(Collected data)
◇ ◇ ◇ ◇
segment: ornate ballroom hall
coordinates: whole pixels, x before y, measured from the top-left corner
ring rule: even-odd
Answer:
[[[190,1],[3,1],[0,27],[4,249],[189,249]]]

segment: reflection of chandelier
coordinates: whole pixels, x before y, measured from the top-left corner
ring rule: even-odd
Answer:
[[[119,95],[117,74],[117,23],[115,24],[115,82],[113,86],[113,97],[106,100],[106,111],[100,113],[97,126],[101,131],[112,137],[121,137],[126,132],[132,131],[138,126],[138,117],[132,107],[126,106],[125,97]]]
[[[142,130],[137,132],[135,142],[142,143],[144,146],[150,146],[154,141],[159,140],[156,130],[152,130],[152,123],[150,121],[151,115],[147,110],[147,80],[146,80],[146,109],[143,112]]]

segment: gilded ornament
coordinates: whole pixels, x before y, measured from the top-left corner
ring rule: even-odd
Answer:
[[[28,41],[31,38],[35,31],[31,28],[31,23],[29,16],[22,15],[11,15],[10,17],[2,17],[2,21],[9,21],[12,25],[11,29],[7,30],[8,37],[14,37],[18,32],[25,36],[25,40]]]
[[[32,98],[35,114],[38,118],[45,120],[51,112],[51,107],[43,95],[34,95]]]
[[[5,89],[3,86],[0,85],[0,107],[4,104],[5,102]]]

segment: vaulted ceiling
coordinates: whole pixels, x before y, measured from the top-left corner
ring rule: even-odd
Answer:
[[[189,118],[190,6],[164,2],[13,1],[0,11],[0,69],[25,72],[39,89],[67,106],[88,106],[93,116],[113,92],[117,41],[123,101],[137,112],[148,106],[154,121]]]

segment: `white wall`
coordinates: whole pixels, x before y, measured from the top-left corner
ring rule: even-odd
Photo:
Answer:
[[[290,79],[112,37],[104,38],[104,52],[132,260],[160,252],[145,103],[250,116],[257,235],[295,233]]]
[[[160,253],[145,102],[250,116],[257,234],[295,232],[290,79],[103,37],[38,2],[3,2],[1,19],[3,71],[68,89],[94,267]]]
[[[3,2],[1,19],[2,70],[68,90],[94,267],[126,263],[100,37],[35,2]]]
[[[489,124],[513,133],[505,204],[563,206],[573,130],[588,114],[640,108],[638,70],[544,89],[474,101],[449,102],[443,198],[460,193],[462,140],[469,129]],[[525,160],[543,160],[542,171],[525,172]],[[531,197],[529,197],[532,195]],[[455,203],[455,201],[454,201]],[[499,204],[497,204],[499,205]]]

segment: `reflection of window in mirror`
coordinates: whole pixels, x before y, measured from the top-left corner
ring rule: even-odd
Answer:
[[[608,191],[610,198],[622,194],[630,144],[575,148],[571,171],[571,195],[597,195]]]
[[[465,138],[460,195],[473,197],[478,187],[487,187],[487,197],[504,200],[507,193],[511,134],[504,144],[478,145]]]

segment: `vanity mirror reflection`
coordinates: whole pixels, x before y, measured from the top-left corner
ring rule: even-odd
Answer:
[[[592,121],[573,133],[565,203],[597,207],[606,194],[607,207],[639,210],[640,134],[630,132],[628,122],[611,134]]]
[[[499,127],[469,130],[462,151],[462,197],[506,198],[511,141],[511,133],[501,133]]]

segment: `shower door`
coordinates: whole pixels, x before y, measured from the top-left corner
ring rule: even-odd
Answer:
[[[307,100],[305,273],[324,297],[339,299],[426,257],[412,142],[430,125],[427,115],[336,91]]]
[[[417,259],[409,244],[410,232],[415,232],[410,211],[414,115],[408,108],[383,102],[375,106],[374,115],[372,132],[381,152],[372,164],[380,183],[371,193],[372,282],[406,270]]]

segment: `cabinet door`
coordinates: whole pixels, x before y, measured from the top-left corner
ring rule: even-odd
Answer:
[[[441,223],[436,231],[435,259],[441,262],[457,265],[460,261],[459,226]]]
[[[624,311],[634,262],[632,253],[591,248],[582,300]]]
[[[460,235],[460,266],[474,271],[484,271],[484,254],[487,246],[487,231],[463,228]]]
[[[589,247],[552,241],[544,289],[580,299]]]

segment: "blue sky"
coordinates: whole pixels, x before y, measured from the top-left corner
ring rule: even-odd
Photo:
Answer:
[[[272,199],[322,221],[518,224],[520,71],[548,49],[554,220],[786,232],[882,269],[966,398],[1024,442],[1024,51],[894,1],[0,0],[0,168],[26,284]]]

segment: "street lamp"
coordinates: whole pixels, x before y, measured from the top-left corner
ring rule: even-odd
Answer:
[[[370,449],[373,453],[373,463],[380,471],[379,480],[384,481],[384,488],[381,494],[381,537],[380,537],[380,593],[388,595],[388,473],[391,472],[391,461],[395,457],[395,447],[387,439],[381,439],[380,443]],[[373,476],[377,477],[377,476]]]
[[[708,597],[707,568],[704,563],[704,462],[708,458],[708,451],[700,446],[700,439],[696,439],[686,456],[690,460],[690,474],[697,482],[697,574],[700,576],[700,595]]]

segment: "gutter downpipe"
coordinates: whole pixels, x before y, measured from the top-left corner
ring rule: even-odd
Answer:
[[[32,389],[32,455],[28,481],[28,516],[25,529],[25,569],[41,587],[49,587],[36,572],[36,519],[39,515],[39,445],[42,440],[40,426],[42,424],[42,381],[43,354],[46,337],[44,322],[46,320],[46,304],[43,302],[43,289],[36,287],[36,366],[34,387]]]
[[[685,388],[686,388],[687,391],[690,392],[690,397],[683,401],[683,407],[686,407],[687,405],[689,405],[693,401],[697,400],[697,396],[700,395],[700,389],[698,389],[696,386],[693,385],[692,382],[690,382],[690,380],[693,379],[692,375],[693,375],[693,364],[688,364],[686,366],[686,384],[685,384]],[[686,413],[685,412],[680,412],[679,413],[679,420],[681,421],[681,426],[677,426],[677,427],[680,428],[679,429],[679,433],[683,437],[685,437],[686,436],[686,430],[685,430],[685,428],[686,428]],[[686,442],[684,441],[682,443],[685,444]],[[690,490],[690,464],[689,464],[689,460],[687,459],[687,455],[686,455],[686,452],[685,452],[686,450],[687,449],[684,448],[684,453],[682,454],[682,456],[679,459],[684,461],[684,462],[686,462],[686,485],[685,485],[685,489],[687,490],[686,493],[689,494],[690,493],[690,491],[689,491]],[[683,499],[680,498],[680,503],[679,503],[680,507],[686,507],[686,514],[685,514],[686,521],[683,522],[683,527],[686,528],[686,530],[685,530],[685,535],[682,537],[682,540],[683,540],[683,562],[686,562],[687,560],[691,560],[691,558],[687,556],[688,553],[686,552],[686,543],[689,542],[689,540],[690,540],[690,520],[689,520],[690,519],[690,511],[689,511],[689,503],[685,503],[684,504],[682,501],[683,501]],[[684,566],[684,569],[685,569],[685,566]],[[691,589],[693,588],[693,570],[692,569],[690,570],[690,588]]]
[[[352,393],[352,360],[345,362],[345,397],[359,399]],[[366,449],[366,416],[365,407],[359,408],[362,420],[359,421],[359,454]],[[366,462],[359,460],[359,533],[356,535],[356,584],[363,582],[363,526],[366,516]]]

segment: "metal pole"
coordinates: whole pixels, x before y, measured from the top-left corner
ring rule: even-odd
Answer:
◇ ◇ ◇ ◇
**TASK INSTRUCTIONS**
From the entries above, pull out each line that includes "mirror".

**OUTPUT FOR THIS EXERCISE**
segment: `reflection of window in mirror`
segment: `vanity mirror reflection`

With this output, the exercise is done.